# Task brief:
The line with "For the dataset, tag each instance of the bird's eye" marks where to begin. Please copy it and each line after it to the end of the records below, exactly.

(Stored data entries)
- Opening Delimiter -

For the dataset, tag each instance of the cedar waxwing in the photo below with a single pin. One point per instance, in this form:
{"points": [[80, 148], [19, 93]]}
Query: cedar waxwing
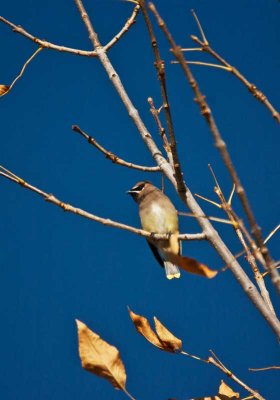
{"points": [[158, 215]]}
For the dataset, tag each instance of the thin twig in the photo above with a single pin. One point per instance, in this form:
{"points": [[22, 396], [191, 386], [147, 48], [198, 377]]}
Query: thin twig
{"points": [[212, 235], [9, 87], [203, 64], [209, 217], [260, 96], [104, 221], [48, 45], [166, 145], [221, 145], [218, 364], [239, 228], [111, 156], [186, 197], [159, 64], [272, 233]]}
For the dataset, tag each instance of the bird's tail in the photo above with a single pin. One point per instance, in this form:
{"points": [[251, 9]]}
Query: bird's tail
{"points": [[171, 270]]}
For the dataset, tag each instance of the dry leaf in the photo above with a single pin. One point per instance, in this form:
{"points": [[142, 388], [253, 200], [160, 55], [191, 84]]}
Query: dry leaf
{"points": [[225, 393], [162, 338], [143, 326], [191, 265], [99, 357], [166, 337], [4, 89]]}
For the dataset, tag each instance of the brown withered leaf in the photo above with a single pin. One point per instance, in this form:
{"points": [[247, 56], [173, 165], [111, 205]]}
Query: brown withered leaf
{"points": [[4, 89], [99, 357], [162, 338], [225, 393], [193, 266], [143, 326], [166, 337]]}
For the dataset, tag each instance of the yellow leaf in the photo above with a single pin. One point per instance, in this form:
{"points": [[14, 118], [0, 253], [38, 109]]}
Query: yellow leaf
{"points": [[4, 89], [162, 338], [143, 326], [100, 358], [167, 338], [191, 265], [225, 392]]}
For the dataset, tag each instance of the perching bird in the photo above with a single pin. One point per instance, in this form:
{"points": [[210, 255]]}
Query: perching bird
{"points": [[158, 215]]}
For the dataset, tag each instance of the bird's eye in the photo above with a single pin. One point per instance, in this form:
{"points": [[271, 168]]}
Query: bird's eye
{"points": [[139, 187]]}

- Closing Delimiter -

# Task answer:
For the dataset, tag each instance of the bird's eye in the photo above with a single pin. One point per instance, in this form:
{"points": [[271, 168]]}
Query: bird's eye
{"points": [[139, 187]]}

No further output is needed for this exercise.